- Data supplied -
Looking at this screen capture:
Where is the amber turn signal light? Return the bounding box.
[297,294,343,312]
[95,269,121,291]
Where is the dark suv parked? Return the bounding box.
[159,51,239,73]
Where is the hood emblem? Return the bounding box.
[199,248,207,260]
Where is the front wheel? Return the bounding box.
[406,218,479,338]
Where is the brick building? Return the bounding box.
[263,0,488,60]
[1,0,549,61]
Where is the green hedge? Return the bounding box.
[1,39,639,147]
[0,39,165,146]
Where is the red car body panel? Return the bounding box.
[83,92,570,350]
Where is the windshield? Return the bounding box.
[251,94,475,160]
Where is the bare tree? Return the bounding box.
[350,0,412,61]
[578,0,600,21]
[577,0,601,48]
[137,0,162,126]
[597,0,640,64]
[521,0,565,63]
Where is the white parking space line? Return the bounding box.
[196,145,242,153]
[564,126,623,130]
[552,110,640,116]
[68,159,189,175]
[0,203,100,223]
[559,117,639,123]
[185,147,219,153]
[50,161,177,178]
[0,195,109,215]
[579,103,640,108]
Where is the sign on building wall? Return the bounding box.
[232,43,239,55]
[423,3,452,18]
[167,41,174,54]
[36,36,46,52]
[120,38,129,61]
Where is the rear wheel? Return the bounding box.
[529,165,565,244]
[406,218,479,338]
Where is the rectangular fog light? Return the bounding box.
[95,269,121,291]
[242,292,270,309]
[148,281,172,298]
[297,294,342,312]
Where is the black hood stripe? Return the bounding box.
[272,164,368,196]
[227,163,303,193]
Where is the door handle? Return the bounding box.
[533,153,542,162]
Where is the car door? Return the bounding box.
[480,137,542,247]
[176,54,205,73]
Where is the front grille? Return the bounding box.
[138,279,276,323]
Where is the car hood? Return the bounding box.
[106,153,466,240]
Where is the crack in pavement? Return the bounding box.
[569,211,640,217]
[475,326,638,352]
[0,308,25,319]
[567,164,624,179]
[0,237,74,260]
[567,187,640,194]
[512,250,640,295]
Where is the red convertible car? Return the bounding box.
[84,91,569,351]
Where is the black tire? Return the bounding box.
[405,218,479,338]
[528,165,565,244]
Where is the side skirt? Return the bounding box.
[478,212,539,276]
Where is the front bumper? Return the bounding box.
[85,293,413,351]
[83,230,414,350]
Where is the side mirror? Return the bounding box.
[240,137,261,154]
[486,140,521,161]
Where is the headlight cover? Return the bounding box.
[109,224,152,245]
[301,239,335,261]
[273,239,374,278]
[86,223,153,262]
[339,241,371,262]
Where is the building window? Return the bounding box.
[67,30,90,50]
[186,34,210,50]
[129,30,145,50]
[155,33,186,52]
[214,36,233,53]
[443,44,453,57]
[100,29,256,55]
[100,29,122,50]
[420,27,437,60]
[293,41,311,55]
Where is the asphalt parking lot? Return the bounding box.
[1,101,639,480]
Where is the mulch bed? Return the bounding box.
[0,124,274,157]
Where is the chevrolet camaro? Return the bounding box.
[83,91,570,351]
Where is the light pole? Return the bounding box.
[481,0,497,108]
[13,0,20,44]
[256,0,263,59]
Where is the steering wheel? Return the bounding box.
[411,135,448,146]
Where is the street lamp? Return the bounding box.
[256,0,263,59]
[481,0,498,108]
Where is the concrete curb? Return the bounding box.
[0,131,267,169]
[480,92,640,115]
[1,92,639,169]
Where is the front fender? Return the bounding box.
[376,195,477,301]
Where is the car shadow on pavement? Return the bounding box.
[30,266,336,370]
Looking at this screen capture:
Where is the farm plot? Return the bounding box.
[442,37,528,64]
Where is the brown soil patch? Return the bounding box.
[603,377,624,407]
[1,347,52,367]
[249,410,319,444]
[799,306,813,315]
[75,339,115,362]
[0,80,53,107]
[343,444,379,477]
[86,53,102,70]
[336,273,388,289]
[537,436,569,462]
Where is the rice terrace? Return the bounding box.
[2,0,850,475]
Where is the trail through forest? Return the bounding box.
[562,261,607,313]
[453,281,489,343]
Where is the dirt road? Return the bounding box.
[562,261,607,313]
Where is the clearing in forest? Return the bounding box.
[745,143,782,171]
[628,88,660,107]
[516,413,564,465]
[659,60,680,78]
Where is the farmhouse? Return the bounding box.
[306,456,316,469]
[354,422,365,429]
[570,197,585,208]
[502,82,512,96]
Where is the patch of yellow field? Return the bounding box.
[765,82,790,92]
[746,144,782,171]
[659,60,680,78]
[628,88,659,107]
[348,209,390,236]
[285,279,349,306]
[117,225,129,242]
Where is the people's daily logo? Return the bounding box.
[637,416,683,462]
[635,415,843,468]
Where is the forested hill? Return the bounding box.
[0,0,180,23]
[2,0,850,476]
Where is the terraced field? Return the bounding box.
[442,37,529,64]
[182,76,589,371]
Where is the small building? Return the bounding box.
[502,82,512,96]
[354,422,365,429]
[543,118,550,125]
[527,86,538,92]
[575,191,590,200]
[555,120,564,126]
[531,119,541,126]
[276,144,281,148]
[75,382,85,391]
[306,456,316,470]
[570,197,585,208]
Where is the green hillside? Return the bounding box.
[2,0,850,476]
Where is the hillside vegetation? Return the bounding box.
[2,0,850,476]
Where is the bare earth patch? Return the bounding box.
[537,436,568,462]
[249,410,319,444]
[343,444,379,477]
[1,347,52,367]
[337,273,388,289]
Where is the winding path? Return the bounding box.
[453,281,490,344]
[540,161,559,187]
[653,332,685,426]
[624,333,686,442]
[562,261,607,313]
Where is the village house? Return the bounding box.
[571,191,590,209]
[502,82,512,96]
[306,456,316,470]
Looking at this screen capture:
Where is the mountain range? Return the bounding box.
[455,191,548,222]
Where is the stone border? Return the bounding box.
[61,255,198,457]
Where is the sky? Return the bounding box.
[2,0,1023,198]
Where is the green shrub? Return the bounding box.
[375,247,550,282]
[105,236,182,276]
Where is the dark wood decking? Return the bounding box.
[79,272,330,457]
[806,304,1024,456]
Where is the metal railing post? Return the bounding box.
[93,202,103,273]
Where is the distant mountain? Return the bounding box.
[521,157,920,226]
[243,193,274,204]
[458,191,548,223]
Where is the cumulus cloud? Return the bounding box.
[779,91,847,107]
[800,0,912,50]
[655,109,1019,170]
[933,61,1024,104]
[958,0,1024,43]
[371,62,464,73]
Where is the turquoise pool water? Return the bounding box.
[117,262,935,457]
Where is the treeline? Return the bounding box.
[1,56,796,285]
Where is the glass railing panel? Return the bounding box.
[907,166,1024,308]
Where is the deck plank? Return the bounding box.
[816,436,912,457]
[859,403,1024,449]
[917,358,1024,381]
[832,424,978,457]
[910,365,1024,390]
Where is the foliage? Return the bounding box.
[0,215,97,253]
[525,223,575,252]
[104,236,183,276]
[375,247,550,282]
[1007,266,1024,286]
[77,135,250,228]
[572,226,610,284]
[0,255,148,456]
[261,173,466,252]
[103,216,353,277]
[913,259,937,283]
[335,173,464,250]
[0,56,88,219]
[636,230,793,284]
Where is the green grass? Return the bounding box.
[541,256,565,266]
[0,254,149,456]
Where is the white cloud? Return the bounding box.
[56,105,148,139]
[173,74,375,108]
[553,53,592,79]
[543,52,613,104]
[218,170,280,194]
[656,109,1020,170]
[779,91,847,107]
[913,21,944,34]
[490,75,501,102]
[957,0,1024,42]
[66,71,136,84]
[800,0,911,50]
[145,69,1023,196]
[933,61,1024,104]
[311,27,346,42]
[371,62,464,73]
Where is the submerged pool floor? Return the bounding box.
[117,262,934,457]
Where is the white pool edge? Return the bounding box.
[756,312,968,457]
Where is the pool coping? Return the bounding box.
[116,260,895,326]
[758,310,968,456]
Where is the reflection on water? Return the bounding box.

- Task details -
Repeat every line of the data precisely.

- Exercise answer -
Looking at this screen capture:
Where is the amber turn signal light? Return the bounding box.
[297,294,343,312]
[95,269,121,291]
Where is the dark suv parked? Return the bounding box.
[159,51,239,73]
Where is the hood emblem? Return the bounding box.
[199,248,207,260]
Where is the front wheel? Return the bounding box.
[406,218,479,338]
Where is the brick building? Return the bounding box.
[263,0,488,60]
[1,0,549,61]
Where is the green hedge? Return the bounding box.
[1,39,639,147]
[0,39,165,146]
Where is the red car body panel? Return the bounding box.
[83,92,570,350]
Where is the windshield? Return the bounding box.
[251,94,475,160]
Where is the bare tree? Return the bounding box.
[350,0,412,61]
[578,0,600,21]
[577,0,601,48]
[137,0,162,126]
[597,0,640,64]
[521,0,565,63]
Where is the white parking space line? Return the bounding box.
[196,145,242,153]
[564,126,623,130]
[552,110,640,116]
[68,159,189,175]
[0,203,100,223]
[559,117,639,123]
[185,147,219,153]
[50,161,177,178]
[0,195,109,215]
[579,103,640,108]
Where is the sign on building wall? Return the bounding box.
[232,43,239,55]
[423,3,452,18]
[167,41,174,54]
[36,36,46,52]
[120,38,129,61]
Where is the rear wheel? Return the bounding box.
[529,165,565,244]
[406,218,479,338]
Where is the rectangular fog light? Return the bounding box.
[95,269,121,291]
[242,292,270,309]
[148,281,172,298]
[297,294,342,312]
Where is the black hood stripe? Return the bounding box.
[272,164,368,196]
[227,163,303,193]
Where is the door handle? Return the bounding box.
[533,153,542,162]
Where is the car door? Return the bounding box.
[480,137,542,247]
[176,54,205,73]
Where is the front grille? Return the bounding box.
[138,279,276,323]
Where is the car hood? Return the bounding box.
[106,153,466,240]
Where is the crack in pavement? Return the bounding box.
[569,211,640,217]
[475,326,638,352]
[0,308,25,319]
[567,164,624,179]
[0,237,74,260]
[567,187,640,194]
[512,250,640,295]
Where is the red convertible car? Return the bounding box.
[84,91,569,351]
Where is the black tire? Return the bounding box.
[405,218,479,338]
[528,165,565,244]
Where is the side skirt? Return the bounding box.
[478,212,539,276]
Where is the front bumper? Return the bounding box.
[85,293,413,351]
[83,230,414,350]
Where is the side mirror? Return the bounding box.
[240,137,261,154]
[486,140,521,161]
Where is the headlight cover? Return the bounding box.
[109,224,152,245]
[301,239,335,261]
[273,239,374,278]
[86,223,153,262]
[339,241,371,262]
Where is the building window? Return the bounding box.
[67,30,90,50]
[186,34,210,50]
[129,30,145,50]
[155,33,186,52]
[214,36,233,53]
[443,44,453,57]
[100,29,256,55]
[100,29,122,50]
[420,27,437,60]
[293,41,311,55]
Where is the asphalt parking lot? Return the bounding box.
[1,101,639,480]
Where is the mulch bed? Return the bounding box.
[0,124,274,157]
Where is the chevrolet camaro? Return the bounding box.
[83,91,570,351]
Where is the light pole? Return the bounding box.
[481,0,497,108]
[13,0,20,44]
[256,0,263,59]
Where is the steering wheel? Return the bounding box.
[411,135,448,146]
Where is the street lamp? Return the bounding box.
[256,0,263,59]
[481,0,498,108]
Where is the concrete curb? Return the bounding box.
[0,131,267,169]
[480,92,640,115]
[1,92,639,169]
Where is the front fender? Return the bounding box.
[376,195,477,301]
Where is the car shadow on pavement? Return the bounding box.
[30,266,336,370]
Looking at this screen capture:
Where is the farm plot? Return the bounding box.
[442,37,528,64]
Where is the brown soil patch? Return the bounding box.
[603,377,624,407]
[1,347,52,367]
[249,410,319,444]
[799,306,813,315]
[75,339,115,362]
[0,80,53,107]
[343,444,379,477]
[86,53,102,70]
[336,273,388,289]
[537,436,569,462]
Where is the rice terrace? Return the bounding box.
[2,0,850,475]
Where is the trail through forest? Return the bounding box.
[562,261,607,313]
[453,281,489,343]
Where is the dirt road? Return the bounding box.
[562,261,607,313]
Where is the clearing in forest? Return the bounding box.
[745,143,782,171]
[628,88,660,107]
[516,413,564,465]
[659,60,680,78]
Where is the farmhouse? Return the bounding box.
[306,456,316,469]
[354,422,365,429]
[570,197,585,208]
[502,82,512,96]
Where is the patch of yellow field? Return the bounding box.
[765,82,790,92]
[746,144,782,171]
[659,60,680,78]
[628,88,659,107]
[348,209,390,236]
[285,279,349,306]
[117,225,129,242]
Where is the people's daily logo? Return the bounding box.
[637,416,683,462]
[635,415,843,468]
Where is the forested hill? Return the bounding box.
[0,0,180,23]
[2,0,850,476]
Where is the terraced field? Return the bounding box.
[442,37,529,64]
[182,76,589,371]
Where is the small building? Return the bounding box.
[502,82,512,96]
[354,422,365,429]
[543,118,550,125]
[527,86,538,92]
[575,191,590,200]
[555,120,564,126]
[531,119,541,126]
[276,144,281,148]
[75,382,85,391]
[306,456,316,470]
[570,197,585,208]
Where is the green hillside? Return the bounding box.
[2,0,850,476]
Where is the hillside vegetation? Return the bounding box.
[2,0,850,476]
Where is the bare earth patch? Return the bounding box.
[537,436,568,462]
[249,410,319,444]
[343,444,379,477]
[1,347,52,367]
[337,273,388,289]
Where is the winding path? Return the bounding box.
[453,281,490,344]
[540,161,559,187]
[653,332,685,426]
[624,333,686,442]
[562,261,607,313]
Where is the village house? Return the bounding box.
[571,191,590,209]
[502,82,512,96]
[306,456,316,470]
Looking at this screen capture:
Where is the mountain range? Return the bounding box.
[455,191,548,222]
Where is the stone border? Return the bounding box.
[61,255,198,457]
Where is the sky? Return the bounding box.
[2,0,1023,198]
Where is the green shrub? Return the bounding box.
[375,247,550,282]
[105,236,182,276]
Where is the dark wood decking? Return the bounding box.
[79,272,330,457]
[806,304,1024,456]
Where is the metal railing post? Return the bounding box.
[93,202,103,273]
Where is the distant mountain? Return the bounding box.
[521,157,920,226]
[243,193,274,204]
[458,191,548,223]
Where is the cumulus cloud? Return the bounding box.
[779,91,847,107]
[800,0,912,50]
[655,109,1019,170]
[933,61,1024,104]
[958,0,1024,43]
[371,62,464,73]
Where is the turquoise pool water? Return the bounding box.
[117,262,935,457]
Where is the treeline? Return the bounding box.
[1,56,796,285]
Where is the glass railing panel? Return the bounding box.
[907,166,1024,308]
Where is the deck plank? Return the bounding box.
[816,436,912,457]
[859,403,1024,449]
[917,358,1024,381]
[832,424,978,457]
[910,365,1024,390]
Where is the foliage? Return the bounding box.
[0,215,97,253]
[525,223,575,252]
[104,236,183,276]
[375,247,550,282]
[1007,266,1024,286]
[77,135,250,228]
[572,226,610,284]
[0,255,148,456]
[261,173,466,252]
[103,216,353,277]
[913,259,937,283]
[335,173,464,250]
[0,56,88,219]
[636,230,793,284]
Where is the green grass? Return the bounding box.
[541,256,565,266]
[0,254,149,456]
Where is the white cloud? Return the bounding box.
[56,105,148,139]
[173,74,375,108]
[553,53,592,79]
[543,52,613,104]
[218,170,280,194]
[656,109,1020,170]
[779,91,847,107]
[913,21,944,34]
[490,75,501,102]
[957,0,1024,42]
[66,71,136,84]
[800,0,911,50]
[145,69,1023,196]
[933,61,1024,104]
[311,27,346,42]
[371,62,464,73]
Where is the submerged pool floor? Return the bounding box.
[117,262,934,457]
Where is the white pool edge? Return the bounding box.
[756,312,968,457]
Where is the pool coping? Return the bounding box.
[116,260,895,326]
[758,310,968,456]
Where is the reflection on water? Return the bounding box.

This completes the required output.